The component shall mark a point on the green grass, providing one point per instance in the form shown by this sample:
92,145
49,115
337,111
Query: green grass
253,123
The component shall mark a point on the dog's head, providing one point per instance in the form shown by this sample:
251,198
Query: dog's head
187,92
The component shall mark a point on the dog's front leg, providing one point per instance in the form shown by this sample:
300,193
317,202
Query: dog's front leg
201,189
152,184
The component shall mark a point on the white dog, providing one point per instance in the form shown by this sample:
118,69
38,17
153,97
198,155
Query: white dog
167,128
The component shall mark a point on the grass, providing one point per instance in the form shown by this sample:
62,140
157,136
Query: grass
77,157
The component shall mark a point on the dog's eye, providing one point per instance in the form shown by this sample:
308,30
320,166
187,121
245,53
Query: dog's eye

PROBLEM DESCRIPTION — Recast every line of the entries above as a JSON array of strings, one string per line, with blank lines omitted.

ANSWER TO THE EXERCISE —
[
  "The component shall mark a point on the green grass, providing one point per instance in the form shown by this sample:",
  "92,145",
  "49,115",
  "337,111",
  "Query: green grass",
  "253,123",
  "The component shall mark a point on the dog's head, providing one point per instance in the form shown by this sample:",
  "251,198",
  "Query: dog's head",
  "187,92",
  "The component shall mark a point on the dog's front leg, providing one point per instance in the form shown by this sample:",
  "300,193",
  "317,202",
  "Query: dog's front leg",
  "201,189",
  "152,184",
  "The component shall mark a point on the white dog, providing one point per instance in the form shown by this sample:",
  "118,69",
  "38,17",
  "153,97",
  "198,155",
  "Query: white dog",
  "167,128",
  "The component shall mark a point on the grass, providing one point per instance in the form shown by this sample:",
  "62,140",
  "157,136",
  "Query: grass",
  "77,157",
  "The component shall mark a point on the dog's eye, providing one point per instance in the form shown by this sample:",
  "308,30",
  "320,166",
  "187,121",
  "245,53",
  "Query: dog's eye"
]